[Page excerpt]
Verification of Boyle’s Law
Introduction
Prior to this lab, Boyle’s Law was analyzed. Boyle’s law is an ideal gas law, stating that the pressure and volume of a gas have an inverse relationship. The law is valid, as long as the temperature and the amount of gas are constant. This experiment will demonstrate that as the independent variable (volume) increases, the dependent variable (pressure) decreases. This is tested by examining the pressure of gas in a syringe and measuring the pressure as the volume of gas in the syringe increases. By plotting the results it can be determined that there is a relation between these variables.
The equation for Boyle’s Law is PV = K. The P represents pressure which will be measured in kilopascals and the V represents volume which will be measured in millilitres. More specifically, for a given mass at a constant temperature, the pressure multiplied by the volume equals a constant (K). The constant, k, will depend on the number of moles and the temperature. Boyle’s law will hold if these two state functions are constant, meaning the k value will be a constant.
There are some limitations to Boyle’s Law that include the temperature at which the experiment is being performed. The temperature must remain constant because if there is variation in multiple factors, there is no way to prove Boyle’s Law. As stated before, the equation for Boyle’s Law that is being used to determine the constant is PV = K. This equation only has two variables, therefore only two factors in the experiment can change. One is controlled and the other will be observed. This should result in a constant value known as K because of the relationship between P and V.
Procedure:
The Gas Pressure Sensor was prepared by attaching a 20 mL syringe to the Sensor, that was connected to LabQuest 2.
The experiment begins with the volume of air measuring at 3 mL. The points were plotted once the pressure stabilized using LabQuest. After each point was plotted, the volume of air increased by 2 mL, making 9 plots on the graph (3mL- 19mL).
Any volume that was inputed had an additional 0.8 mL added on to consider the space inside the pressure sensor.
After the 9 measurements, the syringe was pushed back to the original volume of 3 mL.
All results were recorded in a table (see Data and Observations).
For specific steps regarding how to use LabQuest 2, refer to the Lab Manual.
Data and Observations:
Table 1: Data and Results when validating Boyle’s Law
Trial 1*
Independent Variable
Volume (mL)
Dependent variable
Pressure (kPa)
3.8
101.26
5.8
63.73
7.8
49.39
9.8
37.05
11.8
27.92
13.8
24.52
15.8
25.11
17.8
22.27
19.8
20.56
3.8
103.15
*Data was taken from table on LoggerPro. This explains why these values do not reflect the values on the raw data observations.
Table 2: Data and Results when validating Boyle’s Law
Trial Two
Independent Variable
Volume (mL)
Dependent variable
Pressure (kPa)

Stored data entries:
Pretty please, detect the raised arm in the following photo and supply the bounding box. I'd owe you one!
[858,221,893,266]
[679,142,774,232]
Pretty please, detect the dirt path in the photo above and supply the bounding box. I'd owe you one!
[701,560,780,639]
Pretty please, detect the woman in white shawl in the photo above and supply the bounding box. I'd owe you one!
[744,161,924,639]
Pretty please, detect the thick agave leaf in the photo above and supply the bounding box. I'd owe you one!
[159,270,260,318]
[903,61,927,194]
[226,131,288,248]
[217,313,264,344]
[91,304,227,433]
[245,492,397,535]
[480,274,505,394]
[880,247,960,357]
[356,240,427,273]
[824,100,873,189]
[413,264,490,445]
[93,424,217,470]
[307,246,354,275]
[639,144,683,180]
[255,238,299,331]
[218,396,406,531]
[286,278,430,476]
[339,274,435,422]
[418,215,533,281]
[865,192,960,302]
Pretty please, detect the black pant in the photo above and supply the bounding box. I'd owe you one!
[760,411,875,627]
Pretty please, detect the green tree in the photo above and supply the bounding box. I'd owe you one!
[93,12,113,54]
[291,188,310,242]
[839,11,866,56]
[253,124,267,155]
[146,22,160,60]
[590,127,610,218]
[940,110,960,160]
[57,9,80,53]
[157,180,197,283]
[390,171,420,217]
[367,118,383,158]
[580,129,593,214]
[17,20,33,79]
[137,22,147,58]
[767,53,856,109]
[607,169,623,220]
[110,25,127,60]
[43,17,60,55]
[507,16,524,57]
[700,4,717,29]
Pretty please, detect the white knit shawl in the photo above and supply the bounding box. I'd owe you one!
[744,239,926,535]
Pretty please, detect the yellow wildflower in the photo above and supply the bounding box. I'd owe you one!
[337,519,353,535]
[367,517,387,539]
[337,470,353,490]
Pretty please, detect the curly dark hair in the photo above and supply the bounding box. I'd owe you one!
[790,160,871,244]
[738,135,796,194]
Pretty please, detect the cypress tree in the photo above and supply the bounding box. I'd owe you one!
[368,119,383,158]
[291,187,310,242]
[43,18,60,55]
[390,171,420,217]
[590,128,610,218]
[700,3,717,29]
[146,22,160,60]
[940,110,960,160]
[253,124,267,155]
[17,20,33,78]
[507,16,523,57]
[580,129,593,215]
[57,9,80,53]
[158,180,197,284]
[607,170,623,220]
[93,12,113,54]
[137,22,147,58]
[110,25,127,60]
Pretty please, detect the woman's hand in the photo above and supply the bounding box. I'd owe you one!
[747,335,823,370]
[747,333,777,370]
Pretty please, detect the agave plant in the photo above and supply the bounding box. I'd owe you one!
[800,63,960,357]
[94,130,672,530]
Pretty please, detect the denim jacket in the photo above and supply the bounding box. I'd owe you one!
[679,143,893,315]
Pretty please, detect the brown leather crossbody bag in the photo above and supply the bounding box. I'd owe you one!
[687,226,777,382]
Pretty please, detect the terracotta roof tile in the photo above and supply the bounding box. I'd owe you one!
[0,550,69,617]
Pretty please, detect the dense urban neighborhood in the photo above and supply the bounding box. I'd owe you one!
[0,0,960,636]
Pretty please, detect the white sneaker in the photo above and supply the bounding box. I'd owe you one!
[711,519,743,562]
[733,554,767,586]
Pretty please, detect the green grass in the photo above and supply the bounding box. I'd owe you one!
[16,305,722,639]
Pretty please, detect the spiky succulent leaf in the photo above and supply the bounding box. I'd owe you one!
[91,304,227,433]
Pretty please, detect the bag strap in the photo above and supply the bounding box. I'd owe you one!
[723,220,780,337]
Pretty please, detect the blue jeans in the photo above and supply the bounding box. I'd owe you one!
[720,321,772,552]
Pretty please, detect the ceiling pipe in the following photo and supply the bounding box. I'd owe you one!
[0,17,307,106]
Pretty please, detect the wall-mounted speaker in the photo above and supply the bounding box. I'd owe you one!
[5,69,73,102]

[Directions]
List every pressure reading in Table 1 of the Boyle's Law lab report above that is greater than 60 kPa, with the volume recorded beside each.

[Task solution]
101.26 kPa at 3.8 mL
63.73 kPa at 5.8 mL
103.15 kPa at 3.8 mL